→ Tarea 1: Reescribe la parte del fragmento de texto que abre con las palabras «El periodista era» y cierra con «No había escapatoria.», sustituyendo «enero» por «febrero».
→ Tarea 2: Por favor, continúa el relato de Antónov sobre la central nuclear a partir de donde termina.

→ Fragmento de texto:
----

Los soldados ya habían recibido una carga letal de radiactividad. “Cuando quedó claro que todos iban a morir, se decidió llamar a filas a los reservistas de 40 años”, cuenta Antónov. “El lema era: ellos ya han tenido hijos y ya no esperan nada más de la vida”.

El periodista era uno de ellos. Una tarde, en enero de 1987, se presentaron en su puerta dos enviados militares, comprobaron su pasaporte y le ordenaron presentarse a la mañana siguiente ante el comando de defensa. Antónov supo inmediatamente de qué se trataba. No había escapatoria.

Pocos días después viajaba en un coche militar a través del “bosque rojo”. El bosque cercano a la central nuclear había recibido una dosis tan alta de radiación que los árboles se teñían de rojo y morían. “Los pueblos por los que pasábamos estaban abandonados. Los nidos de los pájaros estaban vacíos”, relata Antónov.

----

→ Extracto de datos:

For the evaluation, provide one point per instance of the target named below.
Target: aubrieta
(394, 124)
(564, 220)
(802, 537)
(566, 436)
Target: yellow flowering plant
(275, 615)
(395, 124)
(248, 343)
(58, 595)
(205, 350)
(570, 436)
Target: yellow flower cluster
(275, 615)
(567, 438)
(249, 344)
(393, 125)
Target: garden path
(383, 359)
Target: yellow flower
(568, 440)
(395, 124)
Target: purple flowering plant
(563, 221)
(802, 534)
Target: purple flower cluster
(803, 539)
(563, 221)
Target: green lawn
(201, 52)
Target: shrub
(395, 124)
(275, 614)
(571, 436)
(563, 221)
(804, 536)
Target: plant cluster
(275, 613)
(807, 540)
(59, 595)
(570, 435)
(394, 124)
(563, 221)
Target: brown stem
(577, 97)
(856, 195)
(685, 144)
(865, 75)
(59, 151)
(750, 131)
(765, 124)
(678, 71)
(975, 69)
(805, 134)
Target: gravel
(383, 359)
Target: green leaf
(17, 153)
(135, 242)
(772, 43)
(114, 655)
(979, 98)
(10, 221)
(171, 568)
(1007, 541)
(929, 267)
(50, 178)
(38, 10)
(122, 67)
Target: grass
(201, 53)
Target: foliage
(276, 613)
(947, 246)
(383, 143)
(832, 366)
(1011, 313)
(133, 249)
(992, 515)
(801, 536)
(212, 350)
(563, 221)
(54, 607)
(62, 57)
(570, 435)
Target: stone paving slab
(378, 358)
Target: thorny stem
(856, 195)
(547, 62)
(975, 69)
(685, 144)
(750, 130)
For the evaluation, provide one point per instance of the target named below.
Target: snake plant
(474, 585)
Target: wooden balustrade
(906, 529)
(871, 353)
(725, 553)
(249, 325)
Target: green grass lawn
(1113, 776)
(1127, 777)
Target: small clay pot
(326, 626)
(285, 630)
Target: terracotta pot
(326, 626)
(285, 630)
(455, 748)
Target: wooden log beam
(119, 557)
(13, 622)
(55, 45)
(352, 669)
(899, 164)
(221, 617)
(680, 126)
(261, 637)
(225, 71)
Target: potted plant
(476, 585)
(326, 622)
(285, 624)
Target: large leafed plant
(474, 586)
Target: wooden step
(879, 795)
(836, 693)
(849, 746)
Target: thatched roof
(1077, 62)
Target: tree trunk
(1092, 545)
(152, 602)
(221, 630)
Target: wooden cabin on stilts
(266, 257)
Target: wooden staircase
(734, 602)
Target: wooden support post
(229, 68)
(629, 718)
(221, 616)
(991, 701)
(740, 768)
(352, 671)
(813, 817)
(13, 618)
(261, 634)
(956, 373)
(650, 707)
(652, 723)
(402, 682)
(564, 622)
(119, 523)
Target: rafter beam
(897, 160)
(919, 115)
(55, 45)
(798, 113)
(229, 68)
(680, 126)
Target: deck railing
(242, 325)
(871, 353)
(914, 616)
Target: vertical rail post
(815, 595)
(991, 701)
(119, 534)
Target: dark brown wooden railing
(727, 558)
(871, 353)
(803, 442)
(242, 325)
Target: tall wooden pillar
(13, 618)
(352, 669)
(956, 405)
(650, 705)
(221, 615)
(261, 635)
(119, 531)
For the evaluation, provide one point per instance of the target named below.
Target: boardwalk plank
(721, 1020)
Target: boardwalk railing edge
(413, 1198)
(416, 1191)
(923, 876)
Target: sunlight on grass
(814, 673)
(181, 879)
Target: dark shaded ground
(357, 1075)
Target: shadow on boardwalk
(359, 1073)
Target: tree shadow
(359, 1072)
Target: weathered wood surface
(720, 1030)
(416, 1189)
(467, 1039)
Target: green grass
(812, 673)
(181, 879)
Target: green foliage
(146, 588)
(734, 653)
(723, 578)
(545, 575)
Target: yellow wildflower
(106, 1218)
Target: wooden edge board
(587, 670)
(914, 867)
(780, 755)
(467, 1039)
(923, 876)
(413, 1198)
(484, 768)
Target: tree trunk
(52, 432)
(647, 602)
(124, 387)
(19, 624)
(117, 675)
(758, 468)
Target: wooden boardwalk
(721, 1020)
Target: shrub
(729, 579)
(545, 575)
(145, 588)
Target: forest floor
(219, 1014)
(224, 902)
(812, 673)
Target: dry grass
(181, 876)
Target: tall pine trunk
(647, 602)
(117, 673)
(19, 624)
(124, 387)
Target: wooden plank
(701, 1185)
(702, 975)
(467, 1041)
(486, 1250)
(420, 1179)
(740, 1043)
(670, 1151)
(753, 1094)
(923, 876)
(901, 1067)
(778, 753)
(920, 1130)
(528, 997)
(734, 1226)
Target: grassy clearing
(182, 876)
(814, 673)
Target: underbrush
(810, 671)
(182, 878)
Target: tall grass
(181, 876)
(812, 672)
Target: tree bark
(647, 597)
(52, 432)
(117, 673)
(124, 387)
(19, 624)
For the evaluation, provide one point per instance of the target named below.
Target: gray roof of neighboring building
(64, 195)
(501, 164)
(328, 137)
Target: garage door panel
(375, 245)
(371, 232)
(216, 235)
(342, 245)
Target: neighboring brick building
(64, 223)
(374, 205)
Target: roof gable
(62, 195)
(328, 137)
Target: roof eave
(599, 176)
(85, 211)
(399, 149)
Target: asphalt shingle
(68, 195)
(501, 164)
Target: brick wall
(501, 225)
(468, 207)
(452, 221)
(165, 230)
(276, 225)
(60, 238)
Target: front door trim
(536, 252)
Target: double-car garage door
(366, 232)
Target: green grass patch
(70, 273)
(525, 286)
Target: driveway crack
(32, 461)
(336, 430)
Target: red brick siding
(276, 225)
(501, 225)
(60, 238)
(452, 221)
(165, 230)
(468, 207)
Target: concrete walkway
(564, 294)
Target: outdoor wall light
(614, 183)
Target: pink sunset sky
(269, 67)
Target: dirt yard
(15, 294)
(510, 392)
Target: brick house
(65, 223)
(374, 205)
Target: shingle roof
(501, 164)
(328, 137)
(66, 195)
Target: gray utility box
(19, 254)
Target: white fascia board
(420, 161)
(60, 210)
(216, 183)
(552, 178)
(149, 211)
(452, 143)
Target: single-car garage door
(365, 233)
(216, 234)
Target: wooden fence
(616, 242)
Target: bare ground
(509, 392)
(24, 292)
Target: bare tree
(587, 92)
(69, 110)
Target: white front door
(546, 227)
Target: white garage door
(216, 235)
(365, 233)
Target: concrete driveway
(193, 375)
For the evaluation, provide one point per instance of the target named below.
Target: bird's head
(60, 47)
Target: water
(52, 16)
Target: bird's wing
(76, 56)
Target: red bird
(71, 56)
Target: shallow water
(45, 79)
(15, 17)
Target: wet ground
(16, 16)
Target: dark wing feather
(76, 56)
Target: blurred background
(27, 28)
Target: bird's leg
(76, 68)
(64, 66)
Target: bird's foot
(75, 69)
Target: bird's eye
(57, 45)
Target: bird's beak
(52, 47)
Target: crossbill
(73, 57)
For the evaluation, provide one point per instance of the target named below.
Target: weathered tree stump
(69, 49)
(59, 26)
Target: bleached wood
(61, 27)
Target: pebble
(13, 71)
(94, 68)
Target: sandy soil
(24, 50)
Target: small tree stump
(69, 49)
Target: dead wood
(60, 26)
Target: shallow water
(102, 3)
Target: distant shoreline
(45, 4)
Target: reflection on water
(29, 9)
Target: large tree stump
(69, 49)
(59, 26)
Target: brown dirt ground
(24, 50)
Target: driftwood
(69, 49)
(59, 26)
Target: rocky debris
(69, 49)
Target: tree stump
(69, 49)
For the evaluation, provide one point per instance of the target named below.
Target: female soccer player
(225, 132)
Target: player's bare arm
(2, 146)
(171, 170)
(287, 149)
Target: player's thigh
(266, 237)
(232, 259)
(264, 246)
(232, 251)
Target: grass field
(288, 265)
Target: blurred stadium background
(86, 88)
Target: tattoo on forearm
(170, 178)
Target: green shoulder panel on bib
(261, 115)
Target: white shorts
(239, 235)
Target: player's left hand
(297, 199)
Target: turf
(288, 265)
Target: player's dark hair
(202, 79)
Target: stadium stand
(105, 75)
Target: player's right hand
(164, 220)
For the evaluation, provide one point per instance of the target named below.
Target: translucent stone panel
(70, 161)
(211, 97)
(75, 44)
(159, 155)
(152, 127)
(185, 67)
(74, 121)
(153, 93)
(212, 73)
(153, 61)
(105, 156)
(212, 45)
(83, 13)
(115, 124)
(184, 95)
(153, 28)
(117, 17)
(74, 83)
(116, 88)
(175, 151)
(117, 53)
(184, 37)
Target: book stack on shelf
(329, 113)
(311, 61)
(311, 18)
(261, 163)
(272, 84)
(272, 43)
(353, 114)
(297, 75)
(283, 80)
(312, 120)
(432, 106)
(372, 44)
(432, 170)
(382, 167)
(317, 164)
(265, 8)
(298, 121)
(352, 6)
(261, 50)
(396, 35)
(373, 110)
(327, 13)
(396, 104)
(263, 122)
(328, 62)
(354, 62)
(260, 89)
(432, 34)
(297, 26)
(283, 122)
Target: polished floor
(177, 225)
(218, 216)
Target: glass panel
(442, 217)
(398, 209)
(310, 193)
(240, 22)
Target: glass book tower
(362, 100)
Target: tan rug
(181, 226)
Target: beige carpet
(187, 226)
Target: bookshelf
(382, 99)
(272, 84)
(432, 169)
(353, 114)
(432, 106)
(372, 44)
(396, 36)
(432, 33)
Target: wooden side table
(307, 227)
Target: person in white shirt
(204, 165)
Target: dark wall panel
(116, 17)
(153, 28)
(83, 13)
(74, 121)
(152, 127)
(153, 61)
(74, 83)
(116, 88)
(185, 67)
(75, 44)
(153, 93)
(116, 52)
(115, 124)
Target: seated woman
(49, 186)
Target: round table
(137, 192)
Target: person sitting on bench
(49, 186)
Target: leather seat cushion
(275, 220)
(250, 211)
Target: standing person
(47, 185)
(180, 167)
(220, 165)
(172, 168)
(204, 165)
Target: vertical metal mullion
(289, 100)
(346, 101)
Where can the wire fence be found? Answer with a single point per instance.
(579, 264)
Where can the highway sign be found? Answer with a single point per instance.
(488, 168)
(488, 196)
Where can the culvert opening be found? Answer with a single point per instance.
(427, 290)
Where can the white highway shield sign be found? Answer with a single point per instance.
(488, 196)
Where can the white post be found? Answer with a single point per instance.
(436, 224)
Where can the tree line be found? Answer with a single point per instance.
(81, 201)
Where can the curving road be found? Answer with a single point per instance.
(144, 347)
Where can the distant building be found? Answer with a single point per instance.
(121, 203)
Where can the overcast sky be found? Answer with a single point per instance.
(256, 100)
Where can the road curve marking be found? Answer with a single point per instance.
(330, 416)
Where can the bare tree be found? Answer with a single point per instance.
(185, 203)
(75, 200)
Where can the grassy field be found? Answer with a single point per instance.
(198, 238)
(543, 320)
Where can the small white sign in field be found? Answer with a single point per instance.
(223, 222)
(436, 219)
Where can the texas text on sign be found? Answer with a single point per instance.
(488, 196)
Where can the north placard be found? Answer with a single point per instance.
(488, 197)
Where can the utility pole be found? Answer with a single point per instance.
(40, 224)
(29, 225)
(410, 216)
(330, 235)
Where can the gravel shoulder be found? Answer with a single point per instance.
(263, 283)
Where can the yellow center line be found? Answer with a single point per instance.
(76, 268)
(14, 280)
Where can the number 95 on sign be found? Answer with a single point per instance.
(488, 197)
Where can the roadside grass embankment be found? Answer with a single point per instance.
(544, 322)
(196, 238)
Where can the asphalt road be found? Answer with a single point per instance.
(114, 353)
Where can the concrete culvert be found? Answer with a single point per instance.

----

→ Respuesta 1:
El periodista era uno de ellos. Una tarde, en febrero de 1987, se presentaron en su puerta dos enviados militares, comprobaron su pasaporte y le ordenaron presentarse a la mañana siguiente ante el comando de defensa. Antónov supo inmediatamente de qué se trataba. No había escapatoria.

→ Respuesta 2:
Una casualidad le salvó la vida


Los alojaron en grandes tiendas de campaña militares dentro de la zona restringida de 30 kilómetros alrededor del reactor afectado. Antónov era conductor de camiones y tenía que llevar cada día a los soldados al lugar de la catástrofe. Entonces, se pusieron a buscar a alguien que supiera escribir a máquina para pasar informes. ”Probablemente eso me salvó la vida”, dice Antónov.

Estuvo allí 50 días y, en ese tiempo, fue tres veces al reactor. De camino había que pasar por la pila de enfriamiento, que estaba completamente congelada. “No podía creerme lo que estaba viendo: ¡había gente pescando en el hielo!”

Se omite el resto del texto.